→ **Page text**:
=-=-=

MI weekly selection #504

Source: Pontus Lundahl/TT News Agency/via REUTERS

Phytoplankton increasingly blooming on coastlines

Phytoplankton blooms increased around 13% in extent and occurred 59% more often along global coastlines between 2003 and 2020. The microscopic algae are both beneficial to fisheries and potentially dangerous for marine animals in large amounts, researchers note, and the increase in phytoplankton blooms is caused by warmer ocean temperatures, changes in ocean circulation and impacts from agriculture and aquaculture.

Full Story: Reuters

Dolphins, orcas use “vocal fry” in echolocation

Toothed whales such as bottlenose dolphins and orcas use a lower register known as “vocal fry” in echolocation communication when hunting for prey. In a study, marine researchers report that toothed whales use a nose structure called phonic lips to produce different vocalizations and the animals likely have different vocal registers that create various sounds.

Full Story: National Public Radio

Quake model focuses on faults with irregular patterns

A new earthquake forecasting model considers the timing of previous quakes on a fault to help predict larger ones. The method could help anticipate major quakes on faults that follow irregular patterns. The model, tested on the southern San Andreas Fault, examines the deformation of rocks surrounding a fault and the buildup of strain, say researchers, who recommend their model be used in conjunction with others.

=-=-=

(Dataset records)
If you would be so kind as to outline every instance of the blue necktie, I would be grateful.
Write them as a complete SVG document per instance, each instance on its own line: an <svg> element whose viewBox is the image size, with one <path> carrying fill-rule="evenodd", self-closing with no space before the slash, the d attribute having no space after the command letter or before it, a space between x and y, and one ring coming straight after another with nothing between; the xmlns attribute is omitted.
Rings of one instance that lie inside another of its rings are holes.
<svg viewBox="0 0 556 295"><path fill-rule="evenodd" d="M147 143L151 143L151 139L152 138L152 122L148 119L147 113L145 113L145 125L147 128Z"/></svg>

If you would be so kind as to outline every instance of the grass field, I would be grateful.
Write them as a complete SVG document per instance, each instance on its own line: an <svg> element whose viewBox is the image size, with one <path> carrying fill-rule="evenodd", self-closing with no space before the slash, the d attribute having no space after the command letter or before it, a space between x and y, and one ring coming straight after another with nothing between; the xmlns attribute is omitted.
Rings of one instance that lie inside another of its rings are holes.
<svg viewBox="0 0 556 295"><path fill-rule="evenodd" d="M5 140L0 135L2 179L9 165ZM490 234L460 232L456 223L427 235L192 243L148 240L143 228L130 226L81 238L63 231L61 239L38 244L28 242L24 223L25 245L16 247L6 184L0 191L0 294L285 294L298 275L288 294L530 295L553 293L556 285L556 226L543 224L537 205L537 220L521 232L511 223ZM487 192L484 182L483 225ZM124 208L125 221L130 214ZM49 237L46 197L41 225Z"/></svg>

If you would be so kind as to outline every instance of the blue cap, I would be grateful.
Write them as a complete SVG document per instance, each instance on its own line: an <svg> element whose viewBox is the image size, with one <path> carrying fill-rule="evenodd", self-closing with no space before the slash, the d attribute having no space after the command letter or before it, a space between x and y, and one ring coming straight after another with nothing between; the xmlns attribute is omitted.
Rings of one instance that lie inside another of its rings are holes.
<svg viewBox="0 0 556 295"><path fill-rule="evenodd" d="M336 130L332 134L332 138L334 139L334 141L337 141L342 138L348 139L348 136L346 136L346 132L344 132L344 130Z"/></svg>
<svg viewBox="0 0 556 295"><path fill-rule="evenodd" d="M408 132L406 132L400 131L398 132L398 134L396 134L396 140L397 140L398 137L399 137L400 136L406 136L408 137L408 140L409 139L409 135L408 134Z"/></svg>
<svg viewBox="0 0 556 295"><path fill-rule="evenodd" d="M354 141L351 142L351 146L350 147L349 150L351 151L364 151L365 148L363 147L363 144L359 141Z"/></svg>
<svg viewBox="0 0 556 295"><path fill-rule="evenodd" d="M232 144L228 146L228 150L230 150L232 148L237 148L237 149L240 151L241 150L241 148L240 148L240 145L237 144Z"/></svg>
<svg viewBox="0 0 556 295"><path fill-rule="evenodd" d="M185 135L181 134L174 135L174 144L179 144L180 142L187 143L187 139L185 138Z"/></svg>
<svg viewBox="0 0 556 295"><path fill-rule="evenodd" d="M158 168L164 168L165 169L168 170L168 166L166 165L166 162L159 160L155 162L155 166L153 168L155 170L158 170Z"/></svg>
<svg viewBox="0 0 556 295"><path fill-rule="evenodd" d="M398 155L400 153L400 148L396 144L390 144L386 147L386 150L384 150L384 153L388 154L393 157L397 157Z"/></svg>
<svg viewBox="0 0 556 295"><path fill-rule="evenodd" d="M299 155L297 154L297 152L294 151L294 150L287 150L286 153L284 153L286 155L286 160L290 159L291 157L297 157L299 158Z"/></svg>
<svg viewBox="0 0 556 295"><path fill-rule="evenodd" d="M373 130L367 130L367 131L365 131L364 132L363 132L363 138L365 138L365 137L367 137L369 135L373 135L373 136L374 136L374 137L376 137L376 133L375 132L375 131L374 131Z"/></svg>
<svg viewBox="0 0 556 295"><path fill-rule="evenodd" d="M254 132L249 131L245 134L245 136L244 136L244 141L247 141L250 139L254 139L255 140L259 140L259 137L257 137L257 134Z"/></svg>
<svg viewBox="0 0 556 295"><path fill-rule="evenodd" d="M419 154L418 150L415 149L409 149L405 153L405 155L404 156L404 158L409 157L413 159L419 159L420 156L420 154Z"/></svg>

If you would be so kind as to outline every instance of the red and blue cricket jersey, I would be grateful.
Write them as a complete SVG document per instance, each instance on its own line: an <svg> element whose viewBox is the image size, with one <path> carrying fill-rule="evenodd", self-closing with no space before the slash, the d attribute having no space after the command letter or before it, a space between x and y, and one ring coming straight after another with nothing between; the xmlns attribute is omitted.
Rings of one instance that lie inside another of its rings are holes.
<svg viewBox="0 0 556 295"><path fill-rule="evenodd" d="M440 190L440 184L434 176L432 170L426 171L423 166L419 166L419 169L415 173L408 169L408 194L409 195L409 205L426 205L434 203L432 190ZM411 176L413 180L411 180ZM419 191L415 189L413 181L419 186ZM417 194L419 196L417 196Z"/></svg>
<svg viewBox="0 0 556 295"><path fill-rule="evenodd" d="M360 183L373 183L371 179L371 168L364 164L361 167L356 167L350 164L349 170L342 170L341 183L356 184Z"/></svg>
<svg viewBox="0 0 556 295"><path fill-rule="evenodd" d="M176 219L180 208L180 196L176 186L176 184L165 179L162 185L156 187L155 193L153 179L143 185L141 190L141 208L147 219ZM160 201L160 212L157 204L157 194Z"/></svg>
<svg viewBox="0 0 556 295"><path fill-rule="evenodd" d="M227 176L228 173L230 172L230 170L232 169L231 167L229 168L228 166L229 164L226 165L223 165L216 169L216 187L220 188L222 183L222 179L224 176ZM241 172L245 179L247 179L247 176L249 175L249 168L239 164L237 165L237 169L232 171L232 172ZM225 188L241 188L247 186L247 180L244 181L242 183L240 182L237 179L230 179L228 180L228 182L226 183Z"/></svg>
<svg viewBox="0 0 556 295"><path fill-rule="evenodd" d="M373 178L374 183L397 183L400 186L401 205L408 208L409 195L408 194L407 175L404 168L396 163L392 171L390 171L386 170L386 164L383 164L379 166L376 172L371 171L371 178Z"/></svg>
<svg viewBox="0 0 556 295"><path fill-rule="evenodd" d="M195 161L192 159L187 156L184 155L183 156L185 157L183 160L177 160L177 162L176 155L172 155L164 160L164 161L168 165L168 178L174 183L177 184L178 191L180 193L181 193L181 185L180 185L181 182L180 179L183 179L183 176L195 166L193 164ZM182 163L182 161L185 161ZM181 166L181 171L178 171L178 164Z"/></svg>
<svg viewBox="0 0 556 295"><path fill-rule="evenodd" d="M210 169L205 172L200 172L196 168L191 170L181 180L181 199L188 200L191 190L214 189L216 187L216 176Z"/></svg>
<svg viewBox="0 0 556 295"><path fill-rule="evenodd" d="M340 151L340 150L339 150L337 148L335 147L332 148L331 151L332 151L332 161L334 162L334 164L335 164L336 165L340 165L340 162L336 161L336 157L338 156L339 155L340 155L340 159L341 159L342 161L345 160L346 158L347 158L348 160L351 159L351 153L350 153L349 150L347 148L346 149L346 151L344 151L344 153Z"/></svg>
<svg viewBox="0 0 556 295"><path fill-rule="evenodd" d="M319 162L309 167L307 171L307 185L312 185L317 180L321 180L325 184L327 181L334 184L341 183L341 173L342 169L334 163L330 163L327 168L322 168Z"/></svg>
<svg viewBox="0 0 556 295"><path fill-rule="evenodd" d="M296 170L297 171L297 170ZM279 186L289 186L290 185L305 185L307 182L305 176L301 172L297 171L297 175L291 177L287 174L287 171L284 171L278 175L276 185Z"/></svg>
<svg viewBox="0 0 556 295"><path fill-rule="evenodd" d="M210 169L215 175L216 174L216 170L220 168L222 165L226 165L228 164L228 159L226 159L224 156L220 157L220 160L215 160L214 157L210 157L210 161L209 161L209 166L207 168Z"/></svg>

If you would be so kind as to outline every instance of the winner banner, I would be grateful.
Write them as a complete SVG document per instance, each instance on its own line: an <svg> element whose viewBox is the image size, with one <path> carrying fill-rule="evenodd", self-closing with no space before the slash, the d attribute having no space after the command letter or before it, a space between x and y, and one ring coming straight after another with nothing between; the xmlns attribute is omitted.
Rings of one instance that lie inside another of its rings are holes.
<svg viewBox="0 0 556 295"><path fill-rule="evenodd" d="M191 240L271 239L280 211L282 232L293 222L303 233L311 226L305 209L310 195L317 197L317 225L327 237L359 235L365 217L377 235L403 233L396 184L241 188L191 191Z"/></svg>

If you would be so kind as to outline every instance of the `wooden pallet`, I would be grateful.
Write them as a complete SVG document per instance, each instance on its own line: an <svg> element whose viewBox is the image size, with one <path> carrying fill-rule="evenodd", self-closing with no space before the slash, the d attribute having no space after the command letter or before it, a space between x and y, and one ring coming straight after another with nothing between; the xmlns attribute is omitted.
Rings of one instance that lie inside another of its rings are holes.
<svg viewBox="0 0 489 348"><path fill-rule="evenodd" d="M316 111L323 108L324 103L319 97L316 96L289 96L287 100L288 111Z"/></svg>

=-=-=

→ **Prompt 1**: In the weekly selection, write out the passage starting at "Toothed whales such" and ending at "conjunction with others.", swapping "phonic lips" for "sound lips".
→ **Prompt 2**: According to the weekly selection, by roughly what percentage did phytoplankton blooms along global coastlines grow in extent between 2003 and 2020?

→ **Written response 1**:
Toothed whales such as bottlenose dolphins and orcas use a lower register known as “vocal fry” in echolocation communication when hunting for prey. In a study, marine researchers report that toothed whales use a nose structure called sound lips to produce different vocalizations and the animals likely have different vocal registers that create various sounds.

Full Story: National Public Radio

Quake model focuses on faults with irregular patterns

A new earthquake forecasting model considers the timing of previous quakes on a fault to help predict larger ones. The method could help anticipate major quakes on faults that follow irregular patterns. The model, tested on the southern San Andreas Fault, examines the deformation of rocks surrounding a fault and the buildup of strain, say researchers, who recommend their model be used in conjunction with others.

→ **Written response 2**: Around 13%.